── FRAGMENT UIT BRON

| |
| |
| |
Schrijven is vormgeven.
Bert Schierbeek
‘Het creatieve proces...
Vanmorgen werd ik wakker met de volgende regel op m'n lippen: de dichter dicht als de weerlicht, en het is weer licht. Ik heb die regel direct opgeschreven en ik vermoed dat hij verstrekkende gevolgen zal hebben voor mijn volgende boek. Een uur later hoorde ik op de radio oeverloos gelul en toen dacht ik plotseling: de kat ligt op de waarheid. Heb ik ook opgeschreven. Deze zinnen zijn kernen voor mij. Vestdijk sprak over glanzende kiemcellen, ook een prima omschrijving. Het zijn: constellaties van taal. Structuren. Deze kernen openen de deur naar de wereld.
Ik maak iedere dag aantekeningen, met de pen, het potlood, of desnoods met een lipstift. Ik noteer zinnen die me te binnen schieten, en zinnen die ik hoor of lees. Maanden lang maak ik uitsluitend aantekeningen, tot op een gegeven moment een stramien ontstaat. Dan kan ik aan de slag. Het schrijven zelf neemt meestal niet meer dan drie of vier maanden in beslag, de voorbereidingen daarentegen één of twee jaar. Ik schrijf op het eiland Formentera, waar ik een huisje bezit, en een enkele keer in Nogemont, in Noord-Frankrijk, waar ik vaak heen ga.
Voor Weerwerk, mijn laatstverschenen boek, had ik twee jaar lang aantekeningen gemaakt. Honderden notities. Het moest een boek over het platteland worden. Begin '77 had ik het boek in m'n kop, ik wist wat ik wilde zeggen. Alleen het begin van het boek stond mij nog niet helder voor ogen. Maar, dacht ik, dat komt wel. Ik maak me nooit zorgen,
| |
| |
komt het vandaag niet, dan komt het morgen wel.

────

# UIT TE VOEREN TAKEN
(1) Beantwoord aan de hand van het fragment over het schrijfproces de volgende vragen:
(a) Op welk eiland wordt volgens het fragment geschreven?
(b) Hoeveel tijd neemt het schrijven zelf doorgaans in beslag?
(c) Hoelang zijn er aantekeningen gemaakt voor Weerwerk?
(2) Schrijf de passage uit het fragment over het schrijfproces woordelijk over, van "Vanmorgen werd ik" tot en met "naar de wereld.".
Baseer u uitsluitend op het bovenstaande fragment.

── GEËXTRAHEERDE GEGEVENS

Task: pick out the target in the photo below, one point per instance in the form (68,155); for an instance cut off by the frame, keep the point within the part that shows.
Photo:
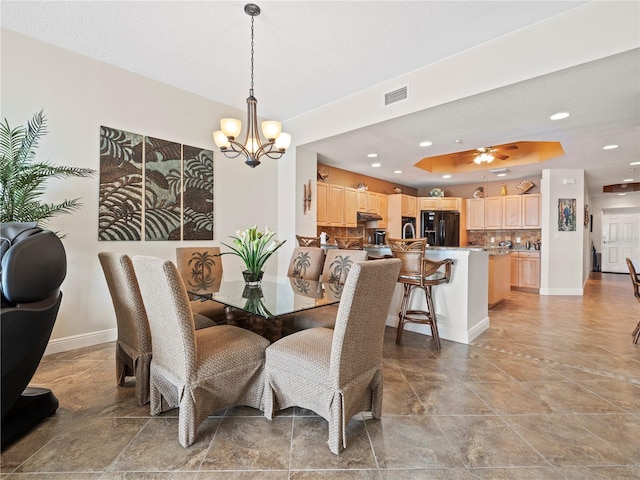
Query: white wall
(562,253)
(78,95)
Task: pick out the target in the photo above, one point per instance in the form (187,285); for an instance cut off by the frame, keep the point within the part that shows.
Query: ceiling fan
(488,154)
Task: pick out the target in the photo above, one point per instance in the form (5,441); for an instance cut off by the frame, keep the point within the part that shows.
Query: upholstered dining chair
(337,373)
(201,271)
(338,262)
(308,241)
(133,345)
(306,263)
(350,243)
(635,280)
(418,272)
(335,270)
(197,371)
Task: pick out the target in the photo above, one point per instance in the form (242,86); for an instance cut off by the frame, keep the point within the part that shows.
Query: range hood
(368,216)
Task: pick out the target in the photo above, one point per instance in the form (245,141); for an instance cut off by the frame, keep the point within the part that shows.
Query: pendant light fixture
(252,148)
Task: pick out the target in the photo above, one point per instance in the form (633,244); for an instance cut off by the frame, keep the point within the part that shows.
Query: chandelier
(252,148)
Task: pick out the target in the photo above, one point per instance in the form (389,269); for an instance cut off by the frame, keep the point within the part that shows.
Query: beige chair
(337,373)
(635,281)
(350,243)
(306,263)
(336,267)
(308,241)
(133,346)
(200,371)
(201,271)
(418,272)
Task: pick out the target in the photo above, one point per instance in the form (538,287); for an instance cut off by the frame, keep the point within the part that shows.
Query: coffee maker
(380,237)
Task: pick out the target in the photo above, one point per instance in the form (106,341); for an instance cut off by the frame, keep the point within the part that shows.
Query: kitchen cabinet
(383,206)
(398,206)
(499,278)
(440,203)
(322,204)
(350,212)
(336,206)
(521,211)
(475,213)
(493,212)
(407,206)
(525,271)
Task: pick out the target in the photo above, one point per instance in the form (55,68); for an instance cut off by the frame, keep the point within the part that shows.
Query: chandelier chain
(252,19)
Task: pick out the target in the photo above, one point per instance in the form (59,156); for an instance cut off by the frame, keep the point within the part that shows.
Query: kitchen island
(461,305)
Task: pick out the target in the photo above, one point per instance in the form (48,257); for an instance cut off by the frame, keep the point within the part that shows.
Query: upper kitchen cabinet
(493,207)
(475,213)
(337,206)
(521,211)
(322,204)
(441,203)
(383,207)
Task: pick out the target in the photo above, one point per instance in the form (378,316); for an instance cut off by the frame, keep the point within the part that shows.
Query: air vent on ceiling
(395,96)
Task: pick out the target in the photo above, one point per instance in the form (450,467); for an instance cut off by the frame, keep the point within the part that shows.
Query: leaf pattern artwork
(162,189)
(197,193)
(120,202)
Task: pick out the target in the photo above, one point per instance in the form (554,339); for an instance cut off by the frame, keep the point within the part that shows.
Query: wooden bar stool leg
(432,315)
(403,311)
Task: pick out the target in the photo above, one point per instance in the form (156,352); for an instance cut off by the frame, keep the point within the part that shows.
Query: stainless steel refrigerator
(441,229)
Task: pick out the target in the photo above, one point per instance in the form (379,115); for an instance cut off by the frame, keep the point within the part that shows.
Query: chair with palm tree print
(201,272)
(306,263)
(338,262)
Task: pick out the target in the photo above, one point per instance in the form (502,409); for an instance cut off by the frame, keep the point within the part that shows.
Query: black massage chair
(33,266)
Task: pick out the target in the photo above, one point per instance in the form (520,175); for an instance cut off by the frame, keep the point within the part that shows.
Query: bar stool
(417,271)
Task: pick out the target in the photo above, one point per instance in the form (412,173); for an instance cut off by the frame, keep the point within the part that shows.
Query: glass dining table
(262,308)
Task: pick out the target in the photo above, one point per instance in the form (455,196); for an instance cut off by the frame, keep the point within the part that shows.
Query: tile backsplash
(483,237)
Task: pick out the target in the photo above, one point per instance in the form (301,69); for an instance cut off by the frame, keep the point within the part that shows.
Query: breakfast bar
(461,305)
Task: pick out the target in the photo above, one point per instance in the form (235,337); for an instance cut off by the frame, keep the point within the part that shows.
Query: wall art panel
(162,212)
(120,202)
(197,181)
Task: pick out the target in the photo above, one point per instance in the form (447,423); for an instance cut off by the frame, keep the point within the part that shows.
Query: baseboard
(78,341)
(562,291)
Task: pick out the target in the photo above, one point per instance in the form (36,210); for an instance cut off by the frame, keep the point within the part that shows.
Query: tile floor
(551,391)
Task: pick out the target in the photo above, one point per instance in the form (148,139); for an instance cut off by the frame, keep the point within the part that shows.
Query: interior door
(620,239)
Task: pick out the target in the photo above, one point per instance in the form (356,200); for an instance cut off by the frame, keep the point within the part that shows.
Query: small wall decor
(306,198)
(566,214)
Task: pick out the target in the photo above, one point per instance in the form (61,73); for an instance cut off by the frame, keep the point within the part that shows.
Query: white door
(620,240)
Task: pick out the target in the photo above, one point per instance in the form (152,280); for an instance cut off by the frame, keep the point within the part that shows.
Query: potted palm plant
(254,248)
(22,178)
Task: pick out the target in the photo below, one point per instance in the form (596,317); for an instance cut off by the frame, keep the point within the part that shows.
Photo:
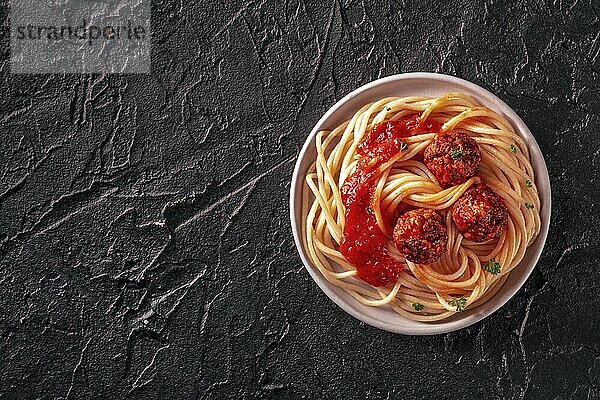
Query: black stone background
(146,249)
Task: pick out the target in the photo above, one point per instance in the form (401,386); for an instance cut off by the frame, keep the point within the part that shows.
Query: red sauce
(363,244)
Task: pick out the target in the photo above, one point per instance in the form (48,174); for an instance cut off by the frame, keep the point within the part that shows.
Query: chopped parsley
(459,303)
(455,154)
(493,267)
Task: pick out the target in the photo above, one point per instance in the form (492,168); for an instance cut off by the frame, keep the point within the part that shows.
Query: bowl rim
(439,327)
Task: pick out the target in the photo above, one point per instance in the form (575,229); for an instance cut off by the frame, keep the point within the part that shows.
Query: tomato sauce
(363,244)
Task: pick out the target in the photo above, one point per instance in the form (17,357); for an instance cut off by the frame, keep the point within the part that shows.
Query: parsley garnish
(455,154)
(459,303)
(493,267)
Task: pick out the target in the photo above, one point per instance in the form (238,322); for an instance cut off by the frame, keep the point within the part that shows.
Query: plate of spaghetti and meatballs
(420,203)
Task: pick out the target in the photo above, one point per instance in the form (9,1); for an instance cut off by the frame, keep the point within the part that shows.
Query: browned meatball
(452,157)
(480,214)
(420,236)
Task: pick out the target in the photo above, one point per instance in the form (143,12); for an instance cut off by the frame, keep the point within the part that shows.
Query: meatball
(452,157)
(420,236)
(480,214)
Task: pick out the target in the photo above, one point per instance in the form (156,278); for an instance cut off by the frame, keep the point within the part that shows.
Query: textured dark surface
(146,249)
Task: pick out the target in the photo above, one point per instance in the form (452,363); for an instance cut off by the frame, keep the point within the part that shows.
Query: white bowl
(434,85)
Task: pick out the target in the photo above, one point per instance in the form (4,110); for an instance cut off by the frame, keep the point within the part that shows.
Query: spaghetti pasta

────

# ANTWOORDEN PER TAAK
(1)
(a) Op Formentera.
(b) Meestal niet meer dan drie of vier maanden.
(c) Twee jaar lang.

(2)
Vanmorgen werd ik wakker met de volgende regel op m'n lippen: de dichter dicht als de weerlicht, en het is weer licht. Ik heb die regel direct opgeschreven en ik vermoed dat hij verstrekkende gevolgen zal hebben voor mijn volgende boek. Een uur later hoorde ik op de radio oeverloos gelul en toen dacht ik plotseling: de kat ligt op de waarheid. Heb ik ook opgeschreven. Deze zinnen zijn kernen voor mij. Vestdijk sprak over glanzende kiemcellen, ook een prima omschrijving. Het zijn: constellaties van taal. Structuren. Deze kernen openen de deur naar de wereld.